::: SOURCE DOCUMENT

The reason these vegetables are toxic to dogs is that they contain thiosulphate. Thiosulphate is completely digestible and safe for humans. However, for dogs, it is a different story. Since their metabolism works much differently from ours, their body reacts to things differently.
So, it’s advisable to keep most members of the allium family away from your dogs. If you want to know more about the allium family check out Britannica’s explanation.
So, be aware of this when giving some food from your plate in a bar or restaurant to your dog.
Sometimes garlic is added without you even knowing, so better take your dog’s treats with you that are targeted to canines or just prepare homemade food without garlic or onion to give as a snack.
May Cause Damage to the Blood Cells
One of the most common symptoms of garlic poisoning in dogs is damage to the red blood cells. This is a severe symptom and should not be taken lightly.
Garlic poisoning is also known to cause gastrointestinal upset, anemia, along with many others. Here are some other common symptoms of garlic poisoning:
- Bad breath
- Blood in the urine
- Red or brown urine
In the event you witness your dog exhibiting any of these symptoms, contact your vet immediately.

::::::
::: DATASET EXCERPTS

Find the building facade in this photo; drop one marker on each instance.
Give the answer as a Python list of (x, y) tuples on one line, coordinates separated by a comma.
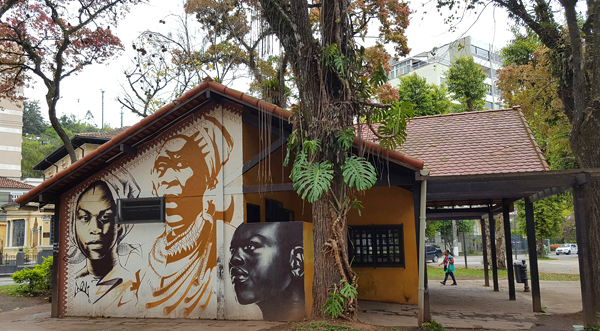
[(11, 128), (434, 64)]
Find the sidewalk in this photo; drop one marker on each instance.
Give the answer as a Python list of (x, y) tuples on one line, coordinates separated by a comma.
[(473, 306), (469, 305)]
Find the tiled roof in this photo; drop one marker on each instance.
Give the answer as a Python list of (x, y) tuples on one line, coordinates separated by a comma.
[(9, 183), (472, 143), (151, 125), (107, 134)]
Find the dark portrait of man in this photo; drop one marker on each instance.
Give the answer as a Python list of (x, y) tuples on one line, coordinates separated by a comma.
[(267, 268), (96, 231)]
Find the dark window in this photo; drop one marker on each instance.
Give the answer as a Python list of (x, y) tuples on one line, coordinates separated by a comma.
[(141, 210), (274, 212), (18, 233), (252, 213), (377, 246)]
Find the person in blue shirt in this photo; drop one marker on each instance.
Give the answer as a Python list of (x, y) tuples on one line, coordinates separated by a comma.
[(448, 267)]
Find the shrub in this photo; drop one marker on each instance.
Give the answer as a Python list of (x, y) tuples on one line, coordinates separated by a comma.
[(37, 279)]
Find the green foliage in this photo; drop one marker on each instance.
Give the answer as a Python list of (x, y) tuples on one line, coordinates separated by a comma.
[(431, 326), (520, 49), (358, 173), (33, 151), (334, 306), (393, 124), (37, 279), (311, 179), (465, 82), (33, 122), (346, 138), (427, 99)]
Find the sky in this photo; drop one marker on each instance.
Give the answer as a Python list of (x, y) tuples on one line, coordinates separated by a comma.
[(82, 92)]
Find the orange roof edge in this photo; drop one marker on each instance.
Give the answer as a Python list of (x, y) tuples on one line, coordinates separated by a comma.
[(399, 156)]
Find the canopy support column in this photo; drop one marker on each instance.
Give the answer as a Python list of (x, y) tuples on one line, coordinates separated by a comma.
[(485, 261), (492, 225), (533, 267), (508, 241)]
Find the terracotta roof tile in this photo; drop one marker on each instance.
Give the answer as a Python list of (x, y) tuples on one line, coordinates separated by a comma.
[(9, 183), (481, 142), (107, 134), (67, 176)]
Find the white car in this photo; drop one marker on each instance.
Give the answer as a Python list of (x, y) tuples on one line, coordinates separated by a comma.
[(566, 249)]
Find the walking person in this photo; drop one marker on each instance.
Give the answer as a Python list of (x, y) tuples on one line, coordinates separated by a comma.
[(448, 267)]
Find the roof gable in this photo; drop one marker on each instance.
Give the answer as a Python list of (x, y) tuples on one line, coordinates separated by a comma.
[(9, 183), (471, 143), (153, 125)]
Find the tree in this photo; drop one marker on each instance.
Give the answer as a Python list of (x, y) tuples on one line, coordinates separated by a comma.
[(53, 40), (33, 122), (575, 59), (33, 151), (464, 80), (547, 217), (336, 83), (532, 86), (427, 99), (519, 50)]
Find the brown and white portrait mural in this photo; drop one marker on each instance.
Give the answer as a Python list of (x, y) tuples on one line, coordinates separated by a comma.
[(184, 255), (202, 261), (98, 250)]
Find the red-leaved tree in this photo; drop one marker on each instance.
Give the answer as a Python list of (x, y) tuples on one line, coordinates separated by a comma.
[(53, 39)]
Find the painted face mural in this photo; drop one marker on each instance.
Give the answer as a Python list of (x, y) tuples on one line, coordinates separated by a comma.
[(97, 241), (184, 256), (95, 226), (267, 268)]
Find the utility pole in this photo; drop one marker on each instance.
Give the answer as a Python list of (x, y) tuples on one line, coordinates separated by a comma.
[(102, 110)]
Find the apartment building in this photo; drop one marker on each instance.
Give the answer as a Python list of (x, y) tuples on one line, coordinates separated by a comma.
[(11, 127), (432, 65)]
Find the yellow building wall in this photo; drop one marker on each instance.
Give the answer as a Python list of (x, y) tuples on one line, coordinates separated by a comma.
[(389, 205), (382, 205)]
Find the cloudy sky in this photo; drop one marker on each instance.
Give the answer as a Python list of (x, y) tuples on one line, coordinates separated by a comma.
[(83, 92)]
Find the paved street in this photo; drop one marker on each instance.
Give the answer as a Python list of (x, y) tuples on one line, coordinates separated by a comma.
[(562, 264)]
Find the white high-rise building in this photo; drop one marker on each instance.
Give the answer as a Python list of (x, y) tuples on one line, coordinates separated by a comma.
[(432, 65), (11, 128)]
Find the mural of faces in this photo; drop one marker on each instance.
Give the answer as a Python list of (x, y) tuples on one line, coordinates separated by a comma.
[(96, 231), (267, 268), (185, 168)]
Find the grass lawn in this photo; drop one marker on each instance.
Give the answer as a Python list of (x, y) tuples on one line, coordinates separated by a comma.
[(433, 272)]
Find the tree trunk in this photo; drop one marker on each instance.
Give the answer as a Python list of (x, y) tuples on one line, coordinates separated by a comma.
[(51, 99), (539, 246), (587, 153)]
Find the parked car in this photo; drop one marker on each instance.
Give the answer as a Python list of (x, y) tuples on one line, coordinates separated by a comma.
[(433, 253), (567, 249)]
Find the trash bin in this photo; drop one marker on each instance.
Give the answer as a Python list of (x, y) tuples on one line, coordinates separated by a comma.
[(521, 273), (518, 272)]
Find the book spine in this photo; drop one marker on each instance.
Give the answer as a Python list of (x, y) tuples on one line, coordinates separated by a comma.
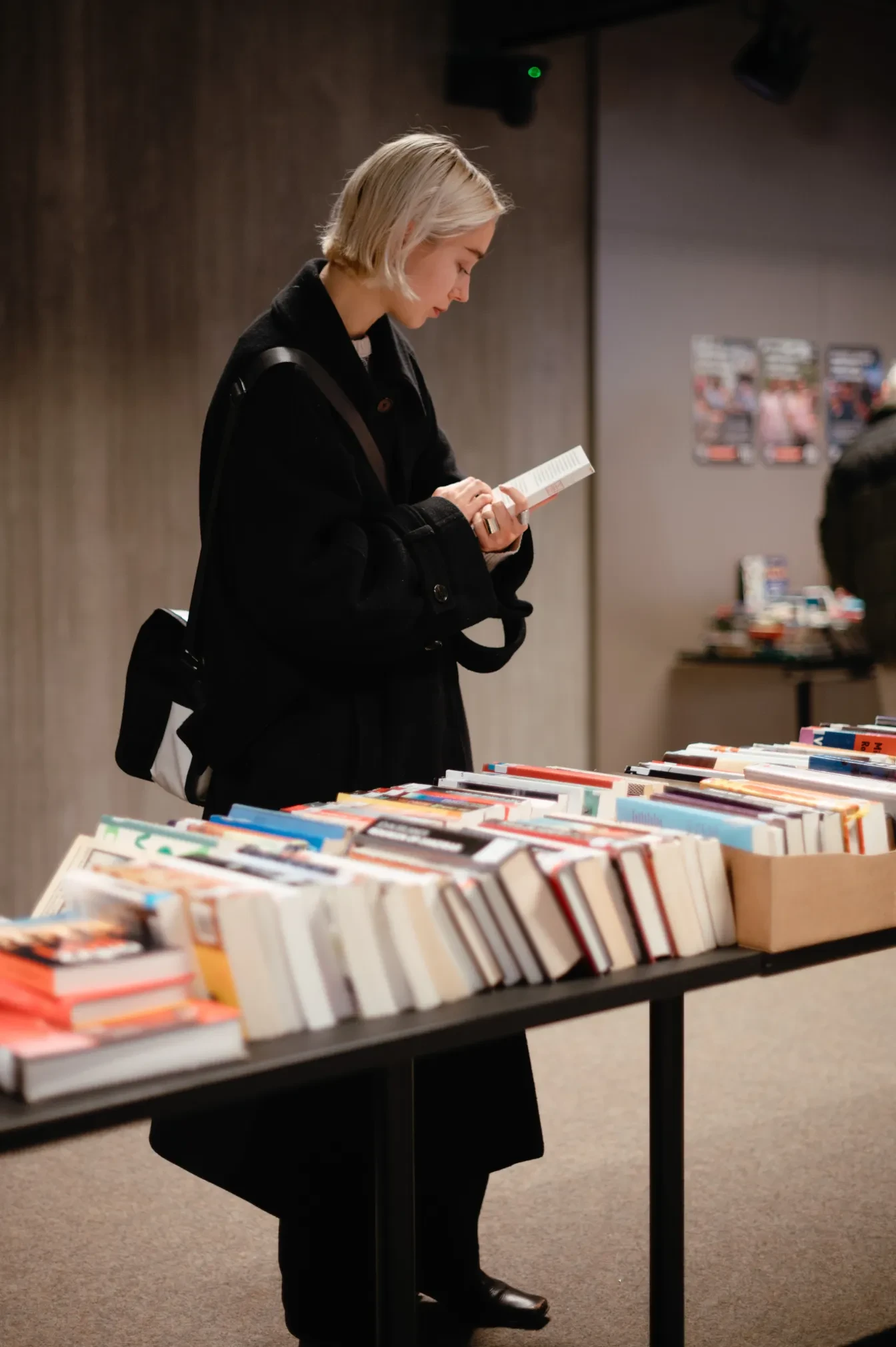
[(655, 813), (859, 743)]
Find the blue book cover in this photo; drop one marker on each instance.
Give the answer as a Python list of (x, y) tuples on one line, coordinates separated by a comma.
[(851, 767), (658, 813), (835, 738), (314, 832)]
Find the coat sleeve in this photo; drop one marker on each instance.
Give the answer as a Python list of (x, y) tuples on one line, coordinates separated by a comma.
[(307, 563), (836, 535), (437, 467)]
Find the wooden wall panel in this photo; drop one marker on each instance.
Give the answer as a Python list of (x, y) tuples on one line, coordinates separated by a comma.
[(166, 165)]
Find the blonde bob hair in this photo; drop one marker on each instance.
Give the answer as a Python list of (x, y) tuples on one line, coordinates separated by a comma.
[(411, 190)]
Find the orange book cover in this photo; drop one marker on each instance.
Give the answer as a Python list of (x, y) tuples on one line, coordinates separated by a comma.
[(89, 1006), (576, 776)]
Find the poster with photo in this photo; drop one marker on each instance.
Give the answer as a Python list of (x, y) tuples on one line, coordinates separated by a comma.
[(852, 392), (789, 429), (724, 397)]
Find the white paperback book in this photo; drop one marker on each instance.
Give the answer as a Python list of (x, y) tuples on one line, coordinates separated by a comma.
[(547, 480)]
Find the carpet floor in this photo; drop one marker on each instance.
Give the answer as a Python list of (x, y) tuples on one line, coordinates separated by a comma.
[(791, 1194)]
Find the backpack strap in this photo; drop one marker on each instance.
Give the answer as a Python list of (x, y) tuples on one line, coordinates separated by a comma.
[(240, 387)]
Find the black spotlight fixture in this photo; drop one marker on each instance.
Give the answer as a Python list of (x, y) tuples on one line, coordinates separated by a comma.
[(504, 81), (774, 62)]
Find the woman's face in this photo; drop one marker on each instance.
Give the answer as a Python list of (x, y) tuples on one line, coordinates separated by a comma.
[(439, 273)]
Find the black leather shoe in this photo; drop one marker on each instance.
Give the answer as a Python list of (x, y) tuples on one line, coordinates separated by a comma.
[(493, 1304)]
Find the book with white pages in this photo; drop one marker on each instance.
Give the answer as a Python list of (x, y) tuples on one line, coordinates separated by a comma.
[(695, 883), (310, 950), (541, 484), (437, 964)]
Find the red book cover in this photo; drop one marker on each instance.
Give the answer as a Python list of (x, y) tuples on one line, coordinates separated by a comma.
[(75, 1012)]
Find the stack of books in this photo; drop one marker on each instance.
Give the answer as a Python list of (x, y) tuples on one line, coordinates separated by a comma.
[(99, 1000), (158, 948), (832, 791)]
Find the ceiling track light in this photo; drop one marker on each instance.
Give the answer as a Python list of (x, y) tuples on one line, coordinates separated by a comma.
[(493, 79), (774, 62)]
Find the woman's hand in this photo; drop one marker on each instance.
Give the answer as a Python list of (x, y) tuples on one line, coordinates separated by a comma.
[(509, 528), (469, 496)]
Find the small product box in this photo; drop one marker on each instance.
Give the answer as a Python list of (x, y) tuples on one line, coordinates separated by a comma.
[(790, 902)]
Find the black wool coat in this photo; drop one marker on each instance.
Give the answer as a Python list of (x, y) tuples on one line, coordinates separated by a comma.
[(332, 639), (336, 613), (859, 528)]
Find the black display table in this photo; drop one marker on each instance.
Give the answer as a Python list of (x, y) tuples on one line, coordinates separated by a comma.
[(390, 1047), (802, 668)]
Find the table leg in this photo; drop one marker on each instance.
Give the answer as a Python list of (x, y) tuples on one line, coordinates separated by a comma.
[(395, 1230), (667, 1172)]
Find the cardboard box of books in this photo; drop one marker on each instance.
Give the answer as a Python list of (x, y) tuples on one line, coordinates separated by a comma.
[(789, 902), (807, 830)]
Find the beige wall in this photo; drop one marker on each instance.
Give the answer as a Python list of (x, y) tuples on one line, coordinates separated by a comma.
[(165, 166), (720, 213)]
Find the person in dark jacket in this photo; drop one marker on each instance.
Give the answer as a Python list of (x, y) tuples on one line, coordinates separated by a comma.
[(859, 532), (335, 625)]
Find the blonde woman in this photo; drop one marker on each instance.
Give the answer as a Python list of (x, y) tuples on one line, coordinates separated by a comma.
[(339, 593)]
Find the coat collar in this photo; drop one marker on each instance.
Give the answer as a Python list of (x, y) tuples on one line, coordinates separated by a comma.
[(311, 322)]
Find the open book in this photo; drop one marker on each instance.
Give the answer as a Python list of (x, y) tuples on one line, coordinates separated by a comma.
[(547, 480)]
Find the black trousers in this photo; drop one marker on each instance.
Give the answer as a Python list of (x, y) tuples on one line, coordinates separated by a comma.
[(327, 1246)]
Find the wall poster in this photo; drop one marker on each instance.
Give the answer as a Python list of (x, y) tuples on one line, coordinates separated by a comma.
[(789, 429), (852, 392), (724, 393)]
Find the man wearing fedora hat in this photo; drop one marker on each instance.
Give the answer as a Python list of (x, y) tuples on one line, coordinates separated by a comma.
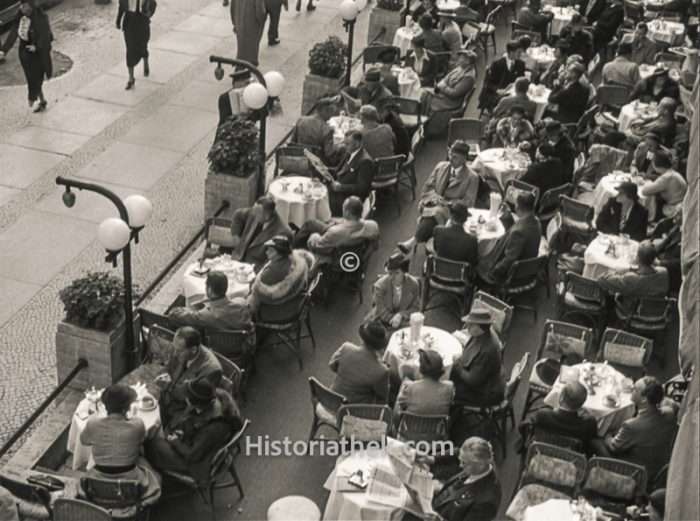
[(450, 181), (478, 373), (395, 295), (360, 376)]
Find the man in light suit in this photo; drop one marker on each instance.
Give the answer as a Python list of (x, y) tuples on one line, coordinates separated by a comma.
[(521, 241), (449, 182), (217, 312), (395, 295), (354, 175), (252, 227)]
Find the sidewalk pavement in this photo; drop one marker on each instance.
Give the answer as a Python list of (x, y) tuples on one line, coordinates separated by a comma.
[(151, 140)]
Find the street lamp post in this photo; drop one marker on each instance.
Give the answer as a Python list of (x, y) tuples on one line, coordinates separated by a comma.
[(259, 96), (349, 10), (115, 235)]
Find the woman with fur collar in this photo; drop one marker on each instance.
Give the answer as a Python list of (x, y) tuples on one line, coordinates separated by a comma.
[(283, 277)]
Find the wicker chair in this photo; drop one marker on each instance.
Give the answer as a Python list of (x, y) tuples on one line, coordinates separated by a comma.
[(221, 463), (557, 338), (451, 278), (387, 178), (78, 510), (417, 427), (325, 404), (501, 313)]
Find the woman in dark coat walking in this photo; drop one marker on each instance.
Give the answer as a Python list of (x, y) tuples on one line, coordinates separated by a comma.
[(34, 32), (136, 15)]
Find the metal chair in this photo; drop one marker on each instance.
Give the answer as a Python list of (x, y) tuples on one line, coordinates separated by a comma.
[(418, 427), (221, 463), (455, 279), (289, 331), (523, 277), (387, 178), (626, 352), (325, 405), (555, 336), (498, 415), (501, 314), (78, 510)]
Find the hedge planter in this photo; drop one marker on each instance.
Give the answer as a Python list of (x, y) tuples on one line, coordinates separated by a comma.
[(240, 192), (316, 87), (383, 19)]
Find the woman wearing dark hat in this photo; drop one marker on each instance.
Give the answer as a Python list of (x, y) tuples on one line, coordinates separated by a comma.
[(360, 375), (428, 395), (134, 18), (395, 295), (32, 27), (623, 214), (116, 443)]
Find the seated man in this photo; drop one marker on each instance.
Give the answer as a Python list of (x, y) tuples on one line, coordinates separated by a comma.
[(322, 238), (360, 376), (253, 226), (646, 439), (315, 131), (377, 138), (191, 439), (623, 214), (217, 312), (547, 171), (395, 295), (450, 181), (521, 241), (451, 241), (513, 129), (518, 99), (568, 419), (354, 175)]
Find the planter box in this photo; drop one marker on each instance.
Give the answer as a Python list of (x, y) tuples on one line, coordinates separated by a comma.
[(382, 19), (316, 87), (240, 192), (104, 351)]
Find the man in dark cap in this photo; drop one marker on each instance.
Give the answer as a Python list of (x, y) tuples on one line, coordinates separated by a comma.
[(395, 295), (360, 376)]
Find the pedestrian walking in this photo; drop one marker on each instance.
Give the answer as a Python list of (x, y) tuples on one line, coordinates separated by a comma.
[(134, 18), (32, 28)]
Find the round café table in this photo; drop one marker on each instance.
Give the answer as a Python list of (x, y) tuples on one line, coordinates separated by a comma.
[(501, 165), (300, 199)]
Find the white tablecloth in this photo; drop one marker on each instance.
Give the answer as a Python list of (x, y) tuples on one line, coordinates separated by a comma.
[(82, 455), (491, 163), (194, 287), (608, 418), (607, 188), (634, 110), (296, 207), (597, 262), (444, 343)]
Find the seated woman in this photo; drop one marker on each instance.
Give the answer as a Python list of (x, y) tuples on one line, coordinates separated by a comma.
[(428, 395), (623, 214), (116, 443), (514, 129), (395, 295)]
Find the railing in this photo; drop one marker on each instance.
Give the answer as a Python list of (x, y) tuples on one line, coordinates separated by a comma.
[(82, 364)]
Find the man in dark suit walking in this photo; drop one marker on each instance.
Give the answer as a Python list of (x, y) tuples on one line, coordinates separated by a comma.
[(521, 241), (354, 175)]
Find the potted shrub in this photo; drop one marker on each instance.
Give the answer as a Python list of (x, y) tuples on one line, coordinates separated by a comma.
[(326, 67), (93, 329), (386, 14), (234, 160)]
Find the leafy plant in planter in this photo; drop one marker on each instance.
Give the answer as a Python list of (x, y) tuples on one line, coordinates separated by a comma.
[(236, 148), (328, 58), (95, 301)]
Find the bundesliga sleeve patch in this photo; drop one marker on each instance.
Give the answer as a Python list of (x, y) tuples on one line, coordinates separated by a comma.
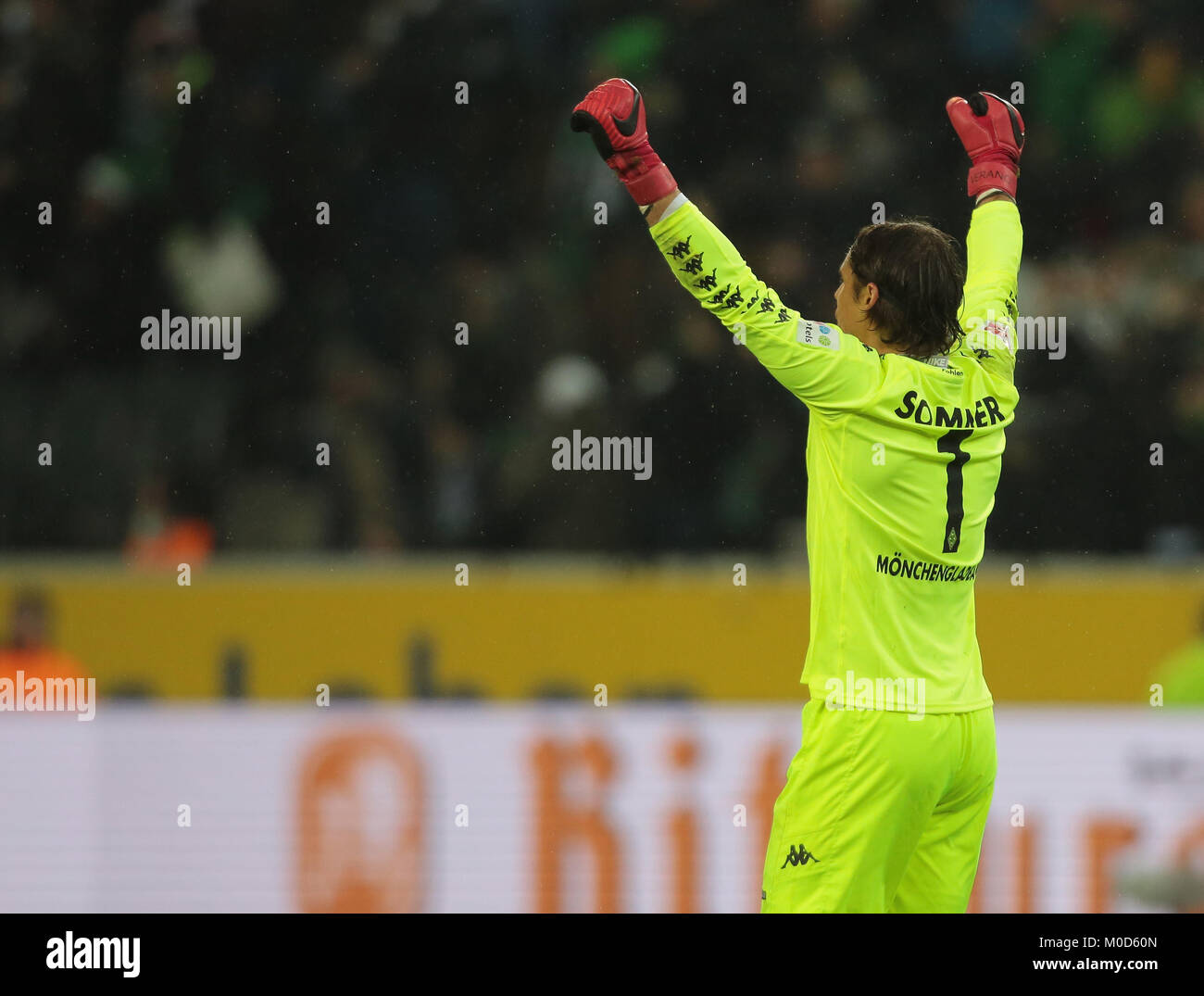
[(818, 334)]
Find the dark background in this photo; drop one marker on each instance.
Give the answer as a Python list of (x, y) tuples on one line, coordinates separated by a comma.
[(483, 213)]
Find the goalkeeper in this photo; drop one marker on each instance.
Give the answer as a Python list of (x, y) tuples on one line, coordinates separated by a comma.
[(909, 390)]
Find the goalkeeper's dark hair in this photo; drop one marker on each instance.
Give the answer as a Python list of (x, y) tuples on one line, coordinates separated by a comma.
[(920, 276)]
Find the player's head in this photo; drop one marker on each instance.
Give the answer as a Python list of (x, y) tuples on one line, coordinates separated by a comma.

::::::

PROBLEM DESCRIPTION:
List every symptom of garlic poisoning in dogs that the passage on garlic and dogs names.

ANSWER SECTION:
- Damage to the red blood cells
- Gastrointestinal upset
- Anemia
- Bad breath
- Blood in the urine
- Red or brown urine